» RECORDS SUPPLIED
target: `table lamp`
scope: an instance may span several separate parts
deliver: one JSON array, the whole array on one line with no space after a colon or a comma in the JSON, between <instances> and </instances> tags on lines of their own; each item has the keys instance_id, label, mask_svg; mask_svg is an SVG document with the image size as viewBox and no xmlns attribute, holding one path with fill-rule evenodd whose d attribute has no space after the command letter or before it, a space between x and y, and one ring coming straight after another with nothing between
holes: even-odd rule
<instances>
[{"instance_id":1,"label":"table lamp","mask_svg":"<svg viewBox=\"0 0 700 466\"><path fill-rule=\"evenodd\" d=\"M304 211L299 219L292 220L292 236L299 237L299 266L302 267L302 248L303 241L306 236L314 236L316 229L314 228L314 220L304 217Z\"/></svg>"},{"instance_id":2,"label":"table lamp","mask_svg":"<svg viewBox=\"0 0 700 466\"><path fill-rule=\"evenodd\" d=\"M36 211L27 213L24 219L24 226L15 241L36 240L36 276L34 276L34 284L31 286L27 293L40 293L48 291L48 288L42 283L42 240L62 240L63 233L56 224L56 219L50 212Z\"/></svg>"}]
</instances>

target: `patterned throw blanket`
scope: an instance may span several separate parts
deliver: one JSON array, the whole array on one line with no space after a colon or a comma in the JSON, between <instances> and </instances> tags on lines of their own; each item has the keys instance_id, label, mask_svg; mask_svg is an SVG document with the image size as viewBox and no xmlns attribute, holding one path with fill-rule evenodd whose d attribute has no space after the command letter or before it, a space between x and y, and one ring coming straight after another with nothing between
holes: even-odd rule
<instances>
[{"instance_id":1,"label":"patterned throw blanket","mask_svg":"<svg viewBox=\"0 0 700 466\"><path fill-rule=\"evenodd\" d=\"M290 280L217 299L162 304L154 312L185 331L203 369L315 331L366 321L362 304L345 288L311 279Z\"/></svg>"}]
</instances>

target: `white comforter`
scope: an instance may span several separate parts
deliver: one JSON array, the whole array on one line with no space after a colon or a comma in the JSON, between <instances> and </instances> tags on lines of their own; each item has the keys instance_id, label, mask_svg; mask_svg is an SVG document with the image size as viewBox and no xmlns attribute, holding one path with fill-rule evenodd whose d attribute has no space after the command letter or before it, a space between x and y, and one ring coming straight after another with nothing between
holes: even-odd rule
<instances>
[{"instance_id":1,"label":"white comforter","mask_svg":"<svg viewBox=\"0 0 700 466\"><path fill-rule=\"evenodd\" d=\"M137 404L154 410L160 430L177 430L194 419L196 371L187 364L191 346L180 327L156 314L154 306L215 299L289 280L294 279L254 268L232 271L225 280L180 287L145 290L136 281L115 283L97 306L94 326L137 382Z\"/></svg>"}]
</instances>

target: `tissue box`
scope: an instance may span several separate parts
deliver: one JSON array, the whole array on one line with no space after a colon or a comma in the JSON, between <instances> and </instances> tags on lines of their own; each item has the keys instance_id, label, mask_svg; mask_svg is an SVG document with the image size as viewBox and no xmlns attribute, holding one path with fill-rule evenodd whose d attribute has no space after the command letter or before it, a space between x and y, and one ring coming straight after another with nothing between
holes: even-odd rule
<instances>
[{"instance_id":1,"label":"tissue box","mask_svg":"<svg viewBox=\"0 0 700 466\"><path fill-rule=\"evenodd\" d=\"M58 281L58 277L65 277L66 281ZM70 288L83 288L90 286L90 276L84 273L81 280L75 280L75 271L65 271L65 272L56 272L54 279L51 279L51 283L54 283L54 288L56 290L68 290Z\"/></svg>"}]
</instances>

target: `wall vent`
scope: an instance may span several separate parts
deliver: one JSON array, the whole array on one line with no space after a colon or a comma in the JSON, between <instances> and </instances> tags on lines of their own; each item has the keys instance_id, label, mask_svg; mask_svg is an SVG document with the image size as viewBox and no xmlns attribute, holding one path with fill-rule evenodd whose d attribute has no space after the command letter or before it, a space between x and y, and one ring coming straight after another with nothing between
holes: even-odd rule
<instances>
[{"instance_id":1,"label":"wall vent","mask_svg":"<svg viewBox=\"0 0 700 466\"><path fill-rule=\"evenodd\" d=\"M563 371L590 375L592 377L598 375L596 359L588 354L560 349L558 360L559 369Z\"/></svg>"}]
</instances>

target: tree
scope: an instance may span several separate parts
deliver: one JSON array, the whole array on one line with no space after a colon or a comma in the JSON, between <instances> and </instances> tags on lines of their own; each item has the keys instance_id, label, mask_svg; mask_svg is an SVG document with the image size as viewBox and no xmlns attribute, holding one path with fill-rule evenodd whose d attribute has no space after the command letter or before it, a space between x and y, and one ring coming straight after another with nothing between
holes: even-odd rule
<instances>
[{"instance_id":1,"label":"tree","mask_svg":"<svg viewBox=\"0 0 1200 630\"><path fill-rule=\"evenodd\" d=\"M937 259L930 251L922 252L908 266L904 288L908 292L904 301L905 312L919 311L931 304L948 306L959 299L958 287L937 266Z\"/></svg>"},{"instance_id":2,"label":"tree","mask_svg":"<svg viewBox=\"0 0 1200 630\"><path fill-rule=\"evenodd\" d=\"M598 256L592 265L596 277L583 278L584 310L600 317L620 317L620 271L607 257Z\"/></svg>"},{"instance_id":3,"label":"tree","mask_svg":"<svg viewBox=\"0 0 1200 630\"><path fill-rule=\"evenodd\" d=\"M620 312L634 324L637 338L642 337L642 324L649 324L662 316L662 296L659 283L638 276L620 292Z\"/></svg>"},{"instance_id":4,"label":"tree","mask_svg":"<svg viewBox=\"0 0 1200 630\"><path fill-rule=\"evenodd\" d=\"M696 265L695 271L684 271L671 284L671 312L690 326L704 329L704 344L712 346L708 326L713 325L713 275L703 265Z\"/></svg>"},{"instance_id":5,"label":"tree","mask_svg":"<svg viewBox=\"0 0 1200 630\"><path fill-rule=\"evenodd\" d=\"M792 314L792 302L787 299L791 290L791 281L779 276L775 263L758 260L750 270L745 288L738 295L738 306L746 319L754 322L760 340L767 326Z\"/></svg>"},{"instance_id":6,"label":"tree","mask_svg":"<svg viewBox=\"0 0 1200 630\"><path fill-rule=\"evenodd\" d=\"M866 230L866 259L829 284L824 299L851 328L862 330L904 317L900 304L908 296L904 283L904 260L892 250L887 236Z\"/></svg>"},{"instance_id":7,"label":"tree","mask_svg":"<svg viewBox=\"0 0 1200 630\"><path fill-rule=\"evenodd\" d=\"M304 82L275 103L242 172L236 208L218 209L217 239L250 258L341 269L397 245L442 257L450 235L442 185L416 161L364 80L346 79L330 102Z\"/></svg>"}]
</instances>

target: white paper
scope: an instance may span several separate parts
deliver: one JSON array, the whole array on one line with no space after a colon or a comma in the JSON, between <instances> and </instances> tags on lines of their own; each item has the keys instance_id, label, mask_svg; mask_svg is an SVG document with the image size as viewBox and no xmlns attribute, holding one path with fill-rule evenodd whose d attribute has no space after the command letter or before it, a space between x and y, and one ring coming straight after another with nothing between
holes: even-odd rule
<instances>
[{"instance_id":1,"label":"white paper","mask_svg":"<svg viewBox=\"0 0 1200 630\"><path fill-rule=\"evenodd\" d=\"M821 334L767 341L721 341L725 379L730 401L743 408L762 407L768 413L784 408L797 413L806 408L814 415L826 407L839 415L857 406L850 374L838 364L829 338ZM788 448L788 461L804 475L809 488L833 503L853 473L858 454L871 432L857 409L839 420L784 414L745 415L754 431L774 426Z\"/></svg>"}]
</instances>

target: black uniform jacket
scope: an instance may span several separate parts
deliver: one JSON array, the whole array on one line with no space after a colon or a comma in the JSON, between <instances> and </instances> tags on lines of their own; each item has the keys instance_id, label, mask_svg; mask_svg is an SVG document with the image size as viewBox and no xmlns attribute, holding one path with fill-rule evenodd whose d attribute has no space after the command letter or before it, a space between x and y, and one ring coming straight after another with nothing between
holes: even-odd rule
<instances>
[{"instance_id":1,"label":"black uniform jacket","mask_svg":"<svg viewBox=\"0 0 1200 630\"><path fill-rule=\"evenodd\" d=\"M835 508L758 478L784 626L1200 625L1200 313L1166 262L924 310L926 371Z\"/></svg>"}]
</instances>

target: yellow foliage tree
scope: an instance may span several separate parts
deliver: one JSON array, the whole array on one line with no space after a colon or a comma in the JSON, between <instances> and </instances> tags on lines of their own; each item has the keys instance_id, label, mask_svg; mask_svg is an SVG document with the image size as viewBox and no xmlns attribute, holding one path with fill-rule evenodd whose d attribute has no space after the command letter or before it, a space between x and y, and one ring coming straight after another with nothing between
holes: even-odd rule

» TASK DETAILS
Starting with the line that contains "target: black uniform jacket", reproduce every line of the records word for word through the last line, keeping both ends.

» FINISHED TASK
target: black uniform jacket
scope: an instance may span several separate parts
deliver: one JSON array, the whole array on one line with no space after a colon or a comma in the JSON, between <instances> and </instances> tags on lines of their own; each item has the keys instance_id, label, mask_svg; mask_svg is an SVG document with the image size as viewBox and no xmlns attribute, holding one path with fill-rule evenodd whose d attribute has no space after the command letter or before it, a space between x and y, and one ring coming straight after another with nothing between
holes: even-odd rule
<instances>
[{"instance_id":1,"label":"black uniform jacket","mask_svg":"<svg viewBox=\"0 0 1200 630\"><path fill-rule=\"evenodd\" d=\"M835 508L758 478L784 626L1200 625L1200 313L1166 262L924 310L926 371Z\"/></svg>"}]
</instances>

target: yellow foliage tree
scope: an instance may span several separate parts
deliver: one JSON array, the whole array on one line with no space after a colon or a comma in the JSON, between <instances> and </instances> tags on lines of their own; each item has the keys instance_id, label, mask_svg; mask_svg is an SVG document with the image size as viewBox and no xmlns attribute, holding one path with fill-rule evenodd whose d attribute has no space after the command letter or before it, a space between x and y, and one ring coming straight after another with nothing between
holes: even-odd rule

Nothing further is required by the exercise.